Boundary annotation records

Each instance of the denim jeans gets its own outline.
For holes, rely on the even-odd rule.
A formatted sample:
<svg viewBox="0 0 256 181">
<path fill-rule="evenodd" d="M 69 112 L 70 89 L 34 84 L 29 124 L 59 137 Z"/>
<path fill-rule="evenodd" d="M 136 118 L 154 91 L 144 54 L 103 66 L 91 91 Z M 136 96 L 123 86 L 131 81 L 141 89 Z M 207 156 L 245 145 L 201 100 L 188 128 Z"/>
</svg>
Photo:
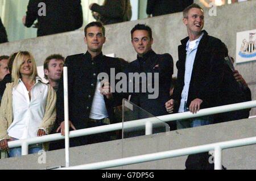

▶ _EXERCISE OBJECTIVE_:
List each line of the records that contains the string "path".

▶ _EXPECTED ANSWER_:
<path fill-rule="evenodd" d="M 69 112 L 70 89 L 34 84 L 29 124 L 59 137 Z"/>
<path fill-rule="evenodd" d="M 136 118 L 154 91 L 144 54 L 103 66 L 91 91 Z M 136 96 L 123 86 L 131 81 L 141 89 Z M 207 156 L 245 145 L 201 100 L 188 128 Z"/>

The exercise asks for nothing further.